● Bereitgestellter Auszug
"""

Formil-Fusion
Inhalt
Dieses Thema ist auch relevant für:
Warum ist das wichtig?
- Die Fusion der beiden größten Magazingruppen vor mehr als zwei Jahrzehnten ist nicht mehr wirklich wichtig.
- Aber wie die Fusion 2001 gegen alle kartellrechtliche Logik, mit politischem Druck und falschen Behauptungen durchgeboxt wurde: Das ist ein Lehrbeispiel für die Arbeitsweise der vielfachen Mediengründer Wolfgang und Helmuth Fellner.
- Helmuth Fellner ist auch 2024 noch wirtschaftliches Mastermind im Hintergrund der Fellner-Mediengruppe um die Marken Österreich und Oe24. Sein Bruder Wolfgang ist noch Herausgeber und so etwas wie ein TV-Anchorman in der Gruppe.
- Deshalb erscheint mir die Formil-Fusion wesentlich für die Einschätzung eines Stücks österreichischer Medienentwicklung und zweier wesentlicher Protagonisten.
Die Formil-Fusion – und was sie zeigt
Die Magazin-Fusion war 2001 so etwas wie ein kartellrechtlicher Super-Gau der österreichischen Medienbranche: Die damals größte und die zweitgrößte Magazingruppe des Landes konnten ungehindert fusionieren. Und: Einer der Eigentümer des marktbeherrschenden Zeitungskonzerns konnte sich mit der Fusion an der nun noch größeren, dominierenden Magazingruppe beteiligen. Ergebnis: eine Art Doppelmonopol in zwei damals noch weit gewichtigeren Mediengattungen im kleinen Österreich.
Wie das – vorbei an existierenden Kartell- und Konzentrationsregeln – möglich war, zeige ich hier im Schnelldurchlauf. Es gelang mit Druck oder zumindest sehr starker Überzeugungskraft gegenüber Sozialpartnern im Kartellgericht, mit politischem Druck auf einen Justizminister, mit falschen Behauptungen und erfundenen Medienunternehmen und mit einem großen Schuss österreichischer Absurdität.

"""

● Formuliertes Ziel
Führe den Text zur Formil-Fusion im Anschluss an seinen letzten Satz fort.

● Datensatzeinträge
"""

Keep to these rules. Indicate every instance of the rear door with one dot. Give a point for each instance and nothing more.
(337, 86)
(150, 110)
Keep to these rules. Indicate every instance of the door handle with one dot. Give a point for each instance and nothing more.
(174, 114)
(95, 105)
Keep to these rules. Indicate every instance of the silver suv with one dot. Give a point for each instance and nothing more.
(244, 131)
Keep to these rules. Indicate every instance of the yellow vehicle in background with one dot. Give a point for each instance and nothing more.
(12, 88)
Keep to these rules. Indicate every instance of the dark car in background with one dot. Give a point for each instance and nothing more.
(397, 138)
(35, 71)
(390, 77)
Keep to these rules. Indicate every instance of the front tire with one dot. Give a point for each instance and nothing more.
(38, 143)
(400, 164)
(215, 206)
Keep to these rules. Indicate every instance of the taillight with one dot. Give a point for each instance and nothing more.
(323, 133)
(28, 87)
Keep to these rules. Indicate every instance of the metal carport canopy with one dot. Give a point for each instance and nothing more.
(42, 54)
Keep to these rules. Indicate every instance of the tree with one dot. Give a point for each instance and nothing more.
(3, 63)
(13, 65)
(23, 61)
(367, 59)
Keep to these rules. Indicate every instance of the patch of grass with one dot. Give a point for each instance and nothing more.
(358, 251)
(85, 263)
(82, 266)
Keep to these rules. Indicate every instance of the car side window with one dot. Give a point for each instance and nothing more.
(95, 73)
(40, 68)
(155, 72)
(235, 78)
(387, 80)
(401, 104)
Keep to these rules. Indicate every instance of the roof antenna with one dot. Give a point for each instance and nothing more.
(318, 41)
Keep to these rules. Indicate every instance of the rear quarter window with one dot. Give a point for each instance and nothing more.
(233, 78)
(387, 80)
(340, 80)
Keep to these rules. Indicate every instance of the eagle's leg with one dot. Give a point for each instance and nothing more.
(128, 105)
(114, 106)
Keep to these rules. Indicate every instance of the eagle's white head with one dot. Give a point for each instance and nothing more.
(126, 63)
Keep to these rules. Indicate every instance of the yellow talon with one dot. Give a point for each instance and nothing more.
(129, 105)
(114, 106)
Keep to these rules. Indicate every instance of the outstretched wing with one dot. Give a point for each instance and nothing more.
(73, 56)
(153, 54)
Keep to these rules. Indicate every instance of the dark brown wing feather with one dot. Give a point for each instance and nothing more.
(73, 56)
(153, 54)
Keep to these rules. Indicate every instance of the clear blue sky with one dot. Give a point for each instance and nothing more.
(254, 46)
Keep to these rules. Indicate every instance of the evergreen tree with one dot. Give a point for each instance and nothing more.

"""

● Antwort
Magazinschlacht: Die Ausgangsposition
Die Brüder Wolfgang und Helmuth Fellner hatten ihre ersten Magazingründungen Rennbahn-Express und Basta dem Kurier verkauft und starteten 1992 mit dem deutschen Springer-Verlag das Wochenmagazin News. Mit einer Lawine von sehr lautem und schnellem Journalismus, als "gratis" beworbenen Abo-Beigaben vom Fernsehgerät bis zum Computer, mit Gewinnspielen, Billigpreisen und anderen Marketingtricks pushten sie News zum Marktführer und bedrängten die Kurier-Zeitschriften um Profil und Trend. MIt dem Nachrichtenmagazin Format griffen sie deren Flaggschiff Profil frontal an. Wieder mit ihrem vollen Marketingrepertoire, das Profil nun aber übernahm und ähnlcih zurückschlug. Das Ergebnis: massive Verluste auf beiden Seiten.
Die deutschen Eigentümer – damals Gruner+Jahr bei der Fellner-Gruppe und Funke Mediengruppe beim Kurier – drängten auf ein Ende der Magazinschlacht. Man einigte sichi auf eine Fusion des Marktführers mit der klaren Nummer zwei. Aber wie kann man einen Marktanteil von gut 60 Prozent durch ein Kartellverfahren bringen – wenn im Kartellrecht schon 30 Prozent als bedenkliche Schwelle gelten?
Wozu ein Kartellverfahren?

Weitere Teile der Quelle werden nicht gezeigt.